### Problem to solve
All of the data that follows should be output again without any alteration.

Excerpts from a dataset
● ● ● ●
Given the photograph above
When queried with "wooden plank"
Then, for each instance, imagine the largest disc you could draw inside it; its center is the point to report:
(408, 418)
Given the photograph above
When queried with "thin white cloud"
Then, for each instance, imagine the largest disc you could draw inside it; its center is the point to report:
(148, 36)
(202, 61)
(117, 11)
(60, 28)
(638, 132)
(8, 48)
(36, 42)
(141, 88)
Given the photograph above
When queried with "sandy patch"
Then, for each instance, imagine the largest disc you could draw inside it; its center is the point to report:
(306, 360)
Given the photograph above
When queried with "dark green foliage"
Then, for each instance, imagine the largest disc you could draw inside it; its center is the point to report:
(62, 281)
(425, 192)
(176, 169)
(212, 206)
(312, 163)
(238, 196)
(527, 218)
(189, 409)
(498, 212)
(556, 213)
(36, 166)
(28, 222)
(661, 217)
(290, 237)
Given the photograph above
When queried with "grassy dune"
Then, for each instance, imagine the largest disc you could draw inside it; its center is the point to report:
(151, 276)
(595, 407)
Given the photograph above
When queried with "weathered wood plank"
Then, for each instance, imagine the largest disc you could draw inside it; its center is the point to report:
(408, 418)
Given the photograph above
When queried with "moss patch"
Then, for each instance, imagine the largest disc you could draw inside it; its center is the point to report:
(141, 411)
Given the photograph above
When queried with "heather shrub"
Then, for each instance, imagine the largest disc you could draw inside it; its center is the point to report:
● ● ● ●
### Task result
Given the photograph above
When queried with "wooden plank"
Then, for each instance, imagine the largest disc you could draw inside it; its center is the point to report:
(408, 418)
Given the photograph above
When queried with "thin white cloud"
Then, for each instance, imagine the largest disc you could draw inside it; its center is the point to report:
(148, 36)
(202, 61)
(117, 11)
(60, 28)
(638, 132)
(8, 48)
(36, 42)
(141, 88)
Given the photograph above
When queried with "sandy patch"
Then, for each instance, imagine the largest disc you could draw inside it; its center is the point to report:
(306, 360)
Given the photograph above
When queried with "dark green foliage"
Then, for each instance, imagine the largest disc you could draw inside it; its center is the point to report:
(62, 281)
(425, 192)
(176, 169)
(212, 206)
(312, 163)
(238, 196)
(527, 218)
(189, 409)
(498, 212)
(556, 213)
(36, 166)
(28, 222)
(661, 217)
(290, 237)
Given the photograph above
When queried with "grassy dune"
Then, for each instance, imagine the largest disc you could draw inside it; its center is the point to report:
(151, 276)
(595, 407)
Given the photograph above
When queried with "weathered wood plank"
Then, for each instance, imagine the largest disc you could draw inside it; its center is the point to report:
(408, 418)
Given the photograph above
When queried with "moss patch"
Then, for each instance, imagine the largest disc you could draw inside it; its center is the point to report:
(141, 411)
Given the photograph above
When queried with "heather shrub"
Then, for each instance, imagine the largest disc you could draw inside it; its center is the point to report:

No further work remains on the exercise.